Open simonbyrne opened 2 years ago
We definitely do not want to trigger a recompile for every parameter change. Once you have a full ESM, this will become unwieldy. We want parameters to be runtime constants of some form.
In 3. The "extraction" can be automated by tagging parameters? Then do we still need duplicate code, or can we not write the boilerplate in ClimaParameters? e.g. ClimaParameters.create_parameter_struct(component, tags)
You are right, this leads to many structs, but they are organized well: one for each "component" and that struct contains only the parameters used within the component's source code. Once again in totatlity, are we stll not talking (ignoring NN parameters) at 10-100 floats per component and maybe 10-20 components, this doesn't seem too crazy.
In 3. The "extraction" can be automated by tagging parameters? Then do we still need duplicate code, or can we not write the boilerplate in ClimaParameters?
We could probably figure something out, e.g. a macro
@parameterstruct(paramdict, ComponentX)
which expands to
struct ComponentXParameters
param1::Float64 # the set of parameters tagged "Component1"
...
end
A couple of things worth noting:
RE the tag specificity. I think this is why I keep mentioning about the organization of code, for us what do we mean by component
(does this relate to a git repo?) or subcomponent
(does this relate to a module?) etc.
The tag specifics are a trade-off. broad tags (e.g. a git repo) will produce fewer, larger structs, narrow tags (e.g. a module) will produce more, smaller structs.
Modules are namespaces: i.e. a way to encapsulate things so that names are unique within a module. Packages are modules with a bit of extra metadata to resolve dependencies (and typically match 1-1 with a repo).
After some further discussion with @odunbar, we agreed on the following approach (based on option 3, and similar to what is done in OceanTurbulenceParameterEstimation.jl:
A parameters set is basically a dictionary, which contains the values and associated metadata.
Model components which use any parameters would need to access them when they are constructed (i.e. not while the model is running), and load them into their own struct (or similar object), or subcomponens: e.g. suppose we define a model such as:
struct AtmosModel
# parameters required directly by AtmosModel
gravitational_acceleration
coriolis
...
# subcomponents
thermodynamics
...
end
Then the constructor
AtmosModel(paramset; thermodynamics=MoistEquilibrium())
would do something like
# extract parameters required by model
gravitational_acceleration = get_parameter(paramset, :gravitational_acceleration, "AtmosModel")
coriolis = get_parameter(paramset, :coriolis, "AtmosModel")
# recursively extract subcomponents
thermodynamics = update(MoistEquilibrium(), paramset) # constructs a new MoistEquilibrium object with the relevant parameters
Once the components are constructed, they would refer to their own object to get the parameter value (i.e. we shouldn't be looking up parameter sets once the model is running). For example, Thermodynamics.gas_constant_air
:
would now refer to the specific MoistEquilibrium
object instead of the parameter set:
function gas_constant_air(thermo::MoistEquilibrium, q::PhasePartition{FT}) where {FT}
return thermo.R_d *
(1 + (thermo.molmass_ratio - 1) * q.tot - thermo.molmass_ratio * (q.liq + q.ice))
end
function get_parameter(paramset, name, component)
# log that the parameter was used
@info(paramset, name, component)

Records from a collection
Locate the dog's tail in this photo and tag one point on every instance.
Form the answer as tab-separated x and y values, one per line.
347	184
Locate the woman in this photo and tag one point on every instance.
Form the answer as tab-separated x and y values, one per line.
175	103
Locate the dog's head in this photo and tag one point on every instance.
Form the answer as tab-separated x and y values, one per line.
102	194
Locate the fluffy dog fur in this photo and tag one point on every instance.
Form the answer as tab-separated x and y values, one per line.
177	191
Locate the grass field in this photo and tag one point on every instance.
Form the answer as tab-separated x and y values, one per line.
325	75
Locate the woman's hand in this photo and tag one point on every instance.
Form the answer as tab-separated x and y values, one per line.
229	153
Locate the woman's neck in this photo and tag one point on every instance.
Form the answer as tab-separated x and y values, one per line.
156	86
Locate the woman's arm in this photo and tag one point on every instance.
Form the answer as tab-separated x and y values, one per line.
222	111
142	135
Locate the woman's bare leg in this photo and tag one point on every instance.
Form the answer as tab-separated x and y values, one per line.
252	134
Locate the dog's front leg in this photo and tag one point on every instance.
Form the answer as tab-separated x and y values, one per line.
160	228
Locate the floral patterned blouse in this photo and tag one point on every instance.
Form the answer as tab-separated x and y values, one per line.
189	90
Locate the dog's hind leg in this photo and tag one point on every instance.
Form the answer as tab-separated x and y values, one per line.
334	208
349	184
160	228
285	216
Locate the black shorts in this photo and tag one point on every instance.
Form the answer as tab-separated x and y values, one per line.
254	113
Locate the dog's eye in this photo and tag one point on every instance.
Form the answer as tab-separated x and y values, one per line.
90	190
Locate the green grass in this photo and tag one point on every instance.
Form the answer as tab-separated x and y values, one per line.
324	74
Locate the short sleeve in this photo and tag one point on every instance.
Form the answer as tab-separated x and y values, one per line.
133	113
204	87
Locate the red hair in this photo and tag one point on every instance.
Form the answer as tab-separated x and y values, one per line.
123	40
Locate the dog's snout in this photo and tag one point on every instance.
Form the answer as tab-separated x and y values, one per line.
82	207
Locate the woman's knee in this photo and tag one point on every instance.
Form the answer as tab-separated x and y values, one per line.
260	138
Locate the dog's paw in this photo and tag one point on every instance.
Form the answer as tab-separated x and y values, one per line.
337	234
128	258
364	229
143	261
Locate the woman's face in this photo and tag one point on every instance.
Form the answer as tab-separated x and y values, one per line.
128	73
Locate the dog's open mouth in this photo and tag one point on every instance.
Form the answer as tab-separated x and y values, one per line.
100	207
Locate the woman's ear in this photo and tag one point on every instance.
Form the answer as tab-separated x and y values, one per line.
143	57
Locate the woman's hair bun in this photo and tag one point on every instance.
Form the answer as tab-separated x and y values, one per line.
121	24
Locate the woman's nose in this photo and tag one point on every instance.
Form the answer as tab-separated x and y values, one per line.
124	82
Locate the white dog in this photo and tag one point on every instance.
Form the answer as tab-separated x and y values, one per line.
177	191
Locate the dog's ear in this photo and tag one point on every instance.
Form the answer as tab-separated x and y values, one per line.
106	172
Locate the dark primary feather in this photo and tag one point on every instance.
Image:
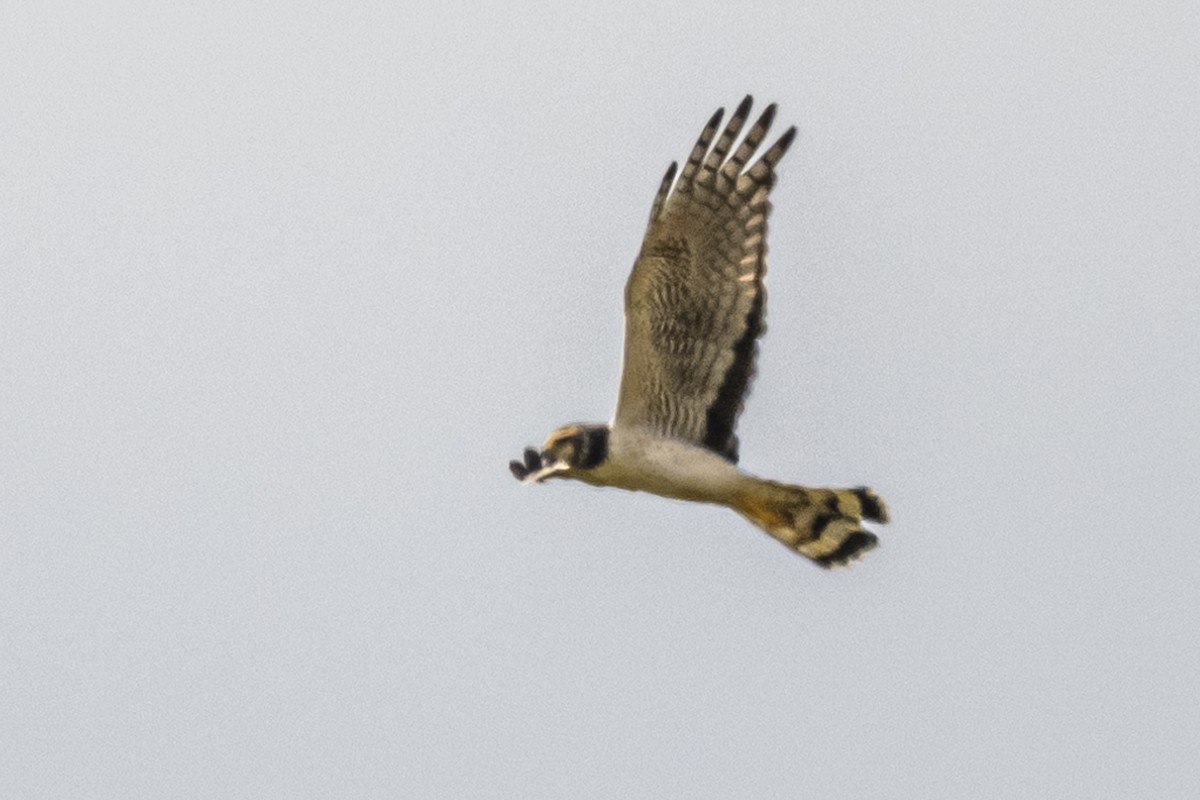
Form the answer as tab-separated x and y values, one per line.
695	300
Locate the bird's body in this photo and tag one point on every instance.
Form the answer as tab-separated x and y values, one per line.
694	312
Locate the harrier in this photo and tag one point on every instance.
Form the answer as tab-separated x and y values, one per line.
694	312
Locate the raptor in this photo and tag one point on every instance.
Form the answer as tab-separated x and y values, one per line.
694	312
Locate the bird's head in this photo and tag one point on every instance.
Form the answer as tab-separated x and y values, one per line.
569	450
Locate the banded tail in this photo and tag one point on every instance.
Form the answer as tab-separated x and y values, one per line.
820	524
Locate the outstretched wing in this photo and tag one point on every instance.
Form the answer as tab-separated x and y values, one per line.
695	301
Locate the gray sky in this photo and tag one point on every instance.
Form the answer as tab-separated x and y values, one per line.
283	289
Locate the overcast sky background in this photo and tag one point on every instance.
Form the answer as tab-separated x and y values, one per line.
282	289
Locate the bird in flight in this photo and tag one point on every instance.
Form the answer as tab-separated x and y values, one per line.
694	311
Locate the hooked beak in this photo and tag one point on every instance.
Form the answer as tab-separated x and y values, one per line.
535	469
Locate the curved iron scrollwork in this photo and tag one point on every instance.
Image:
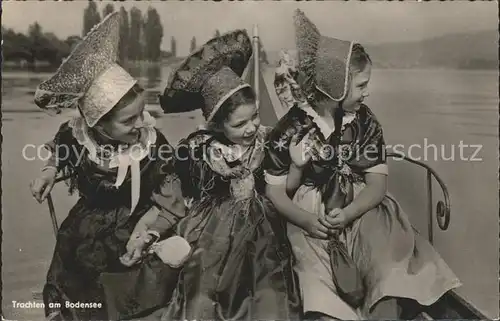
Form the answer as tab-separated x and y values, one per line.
443	208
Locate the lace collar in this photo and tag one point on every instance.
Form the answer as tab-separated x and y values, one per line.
137	151
122	159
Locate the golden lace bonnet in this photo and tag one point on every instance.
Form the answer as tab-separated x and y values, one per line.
209	76
323	61
89	78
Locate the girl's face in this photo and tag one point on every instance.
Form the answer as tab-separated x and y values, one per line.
358	89
242	124
125	119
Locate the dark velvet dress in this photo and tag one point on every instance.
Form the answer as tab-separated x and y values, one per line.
244	269
394	260
94	234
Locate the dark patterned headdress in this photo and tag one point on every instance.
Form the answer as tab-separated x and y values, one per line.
209	76
323	61
89	78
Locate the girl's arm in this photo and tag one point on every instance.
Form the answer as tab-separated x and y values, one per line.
294	214
369	197
293	180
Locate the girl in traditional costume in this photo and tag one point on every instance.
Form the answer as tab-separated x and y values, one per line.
96	149
240	268
357	253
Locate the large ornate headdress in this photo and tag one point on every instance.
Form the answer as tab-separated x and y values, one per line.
209	76
323	61
89	78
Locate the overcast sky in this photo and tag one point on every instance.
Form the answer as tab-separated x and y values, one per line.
366	22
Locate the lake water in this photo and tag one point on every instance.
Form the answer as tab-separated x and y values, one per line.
416	107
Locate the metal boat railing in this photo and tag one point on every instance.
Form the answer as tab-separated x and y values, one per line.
443	208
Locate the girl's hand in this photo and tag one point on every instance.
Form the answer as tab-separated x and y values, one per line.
338	219
135	248
41	186
299	150
316	229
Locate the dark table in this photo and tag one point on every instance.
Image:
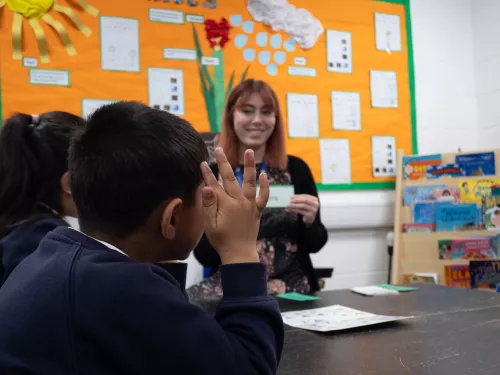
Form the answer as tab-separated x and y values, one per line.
454	332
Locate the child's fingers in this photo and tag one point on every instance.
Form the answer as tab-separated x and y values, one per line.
263	197
229	181
249	175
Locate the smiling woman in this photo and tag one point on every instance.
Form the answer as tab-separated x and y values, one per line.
34	11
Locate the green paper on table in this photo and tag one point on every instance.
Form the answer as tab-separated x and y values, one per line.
399	288
297	297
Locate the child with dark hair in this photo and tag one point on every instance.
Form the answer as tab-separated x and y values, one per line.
111	299
34	191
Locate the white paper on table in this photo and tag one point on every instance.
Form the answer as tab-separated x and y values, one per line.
335	161
383	89
335	318
303	120
120	44
346	110
373	291
166	90
383	156
338	51
388	32
89	106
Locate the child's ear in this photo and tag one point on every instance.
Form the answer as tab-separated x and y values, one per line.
170	218
65	184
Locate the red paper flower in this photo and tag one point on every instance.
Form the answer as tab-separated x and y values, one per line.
217	32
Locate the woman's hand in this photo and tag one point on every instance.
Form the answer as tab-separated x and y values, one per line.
305	205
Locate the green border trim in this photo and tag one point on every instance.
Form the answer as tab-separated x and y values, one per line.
138	45
383	185
49	84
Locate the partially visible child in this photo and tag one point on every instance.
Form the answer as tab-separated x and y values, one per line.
34	190
111	299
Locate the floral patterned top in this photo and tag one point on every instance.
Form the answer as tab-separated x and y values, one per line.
277	248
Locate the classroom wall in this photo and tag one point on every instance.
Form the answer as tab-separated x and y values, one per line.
358	222
486	32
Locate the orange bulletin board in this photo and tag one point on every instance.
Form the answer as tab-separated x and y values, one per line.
70	56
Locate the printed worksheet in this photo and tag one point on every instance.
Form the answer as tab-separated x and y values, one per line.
335	318
303	119
383	156
335	161
346	110
120	44
89	106
338	51
387	32
166	90
383	89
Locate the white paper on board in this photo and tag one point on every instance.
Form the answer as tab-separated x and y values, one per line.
338	51
89	106
303	120
388	32
383	89
335	161
335	318
120	44
166	90
346	110
383	156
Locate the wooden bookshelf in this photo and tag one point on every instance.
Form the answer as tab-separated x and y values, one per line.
418	252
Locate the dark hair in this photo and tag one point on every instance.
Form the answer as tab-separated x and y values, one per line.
128	160
33	157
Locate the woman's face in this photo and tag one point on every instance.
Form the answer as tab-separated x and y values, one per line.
254	122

> _WHAT YOU NEED TO DO_: Copy the part of the parameter discussion starting at "which expands to" and ending at "with a repo).", swapping "tags" for "labels".

> _CORRECT RESULT_:
which expands to
struct ComponentXParameters
param1::Float64 # the set of parameters tagged "Component1"
...
end
A couple of things worth noting:
RE the tag specificity. I think this is why I keep mentioning about the organization of code, for us what do we mean by component
(does this relate to a git repo?) or subcomponent
(does this relate to a module?) etc.
The tag specifics are a trade-off. broad labels (e.g. a git repo) will produce fewer, larger structs, narrow labels (e.g. a module) will produce more, smaller structs.
Modules are namespaces: i.e. a way to encapsulate things so that names are unique within a module. Packages are modules with a bit of extra metadata to resolve dependencies (and typically match 1-1 with a repo).